§ **DATASET RECORDS**
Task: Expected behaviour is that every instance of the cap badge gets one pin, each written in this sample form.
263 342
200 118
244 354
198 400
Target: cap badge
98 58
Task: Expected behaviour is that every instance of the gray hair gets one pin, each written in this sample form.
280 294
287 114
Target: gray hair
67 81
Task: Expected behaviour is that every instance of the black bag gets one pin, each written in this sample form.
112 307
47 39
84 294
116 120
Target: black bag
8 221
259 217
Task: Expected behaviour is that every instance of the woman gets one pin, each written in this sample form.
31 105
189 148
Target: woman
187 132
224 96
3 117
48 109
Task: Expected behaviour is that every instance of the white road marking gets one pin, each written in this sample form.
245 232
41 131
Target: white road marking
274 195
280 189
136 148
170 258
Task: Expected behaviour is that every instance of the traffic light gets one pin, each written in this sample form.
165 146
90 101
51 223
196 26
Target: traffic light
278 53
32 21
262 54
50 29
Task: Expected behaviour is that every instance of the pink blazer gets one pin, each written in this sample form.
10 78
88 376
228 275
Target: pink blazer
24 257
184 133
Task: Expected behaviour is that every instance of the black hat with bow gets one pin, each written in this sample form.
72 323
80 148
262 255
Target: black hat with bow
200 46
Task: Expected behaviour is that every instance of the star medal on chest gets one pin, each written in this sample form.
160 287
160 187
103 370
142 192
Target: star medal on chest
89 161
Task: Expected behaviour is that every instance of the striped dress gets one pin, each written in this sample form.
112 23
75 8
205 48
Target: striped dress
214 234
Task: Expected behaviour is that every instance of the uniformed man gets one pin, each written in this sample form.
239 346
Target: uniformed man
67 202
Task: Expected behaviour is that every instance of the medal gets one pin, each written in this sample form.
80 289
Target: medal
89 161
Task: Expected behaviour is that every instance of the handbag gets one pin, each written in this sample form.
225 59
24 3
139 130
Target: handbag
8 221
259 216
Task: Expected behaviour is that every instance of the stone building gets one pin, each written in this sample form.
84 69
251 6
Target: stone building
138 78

§ **TASK STATEMENT**
Rewrite all of the lines above, switching every "sample form" to "reference format" and leaving everything else unchanged.

§ **RESULT**
Task: Expected behaviour is that every instance of the cap badge gets one pin, each written in this reference format.
263 342
200 118
244 354
198 400
Target: cap badge
98 58
Task: Expected behaviour is that every instance of the gray hair gets one pin, each written in this reference format.
280 294
287 114
Target: gray hair
67 81
Task: Expected behaviour is that every instance of the black bag gets one pin, each written in this reference format.
112 307
47 39
84 294
116 120
Target: black bag
8 221
259 217
Task: Expected behaviour is that every instance of the woman gets one pin, each written in this reference format.
31 105
189 148
Target: woman
187 132
224 96
3 117
48 109
Task: Expected behaviour is that every instance of the white road marking gets one pin, each written in this reference format.
245 232
41 131
Target: white road marking
274 195
280 189
136 148
170 258
Task: Expected behaviour is that every instance of the traffic light gets one pin, each written in this reference format.
165 146
90 101
51 223
196 26
Target: traffic light
278 53
32 21
262 54
50 29
Task: Expected behaviour is that every instance of the pink blazer gets one pin, each written in this reference format.
10 78
88 376
228 275
Target: pink blazer
24 257
184 133
Task: Expected behaviour is that every instance of the black hat with bow gets one pin, each written in this reference format.
72 323
80 148
262 255
Target: black hat with bow
200 46
Task: Expected behaviour is that every instance of the star medal on chest gets one pin, each written in this reference format.
160 287
160 187
103 370
142 192
Target: star medal on chest
89 161
Task: Expected behaviour is that every instance of the striped dress gets one pin, each written in this reference format.
112 23
75 8
205 48
Target: striped dress
214 234
Task: Expected behaviour is that every instance of the uniformed man gets one pin, each written in this reference format.
239 346
Target: uniformed man
67 202
Task: Expected behaviour is that every instance of the medal gets one pin, each written in this reference format.
80 289
Target: medal
89 161
Task: Expected behaviour is that every instance of the handbag gets one pin, each written in this reference format.
225 59
24 3
139 130
Target: handbag
8 221
259 216
Task: Expected behaviour is that every instance of the stone building gets one pin, each written in this reference format.
84 69
251 6
Target: stone building
138 78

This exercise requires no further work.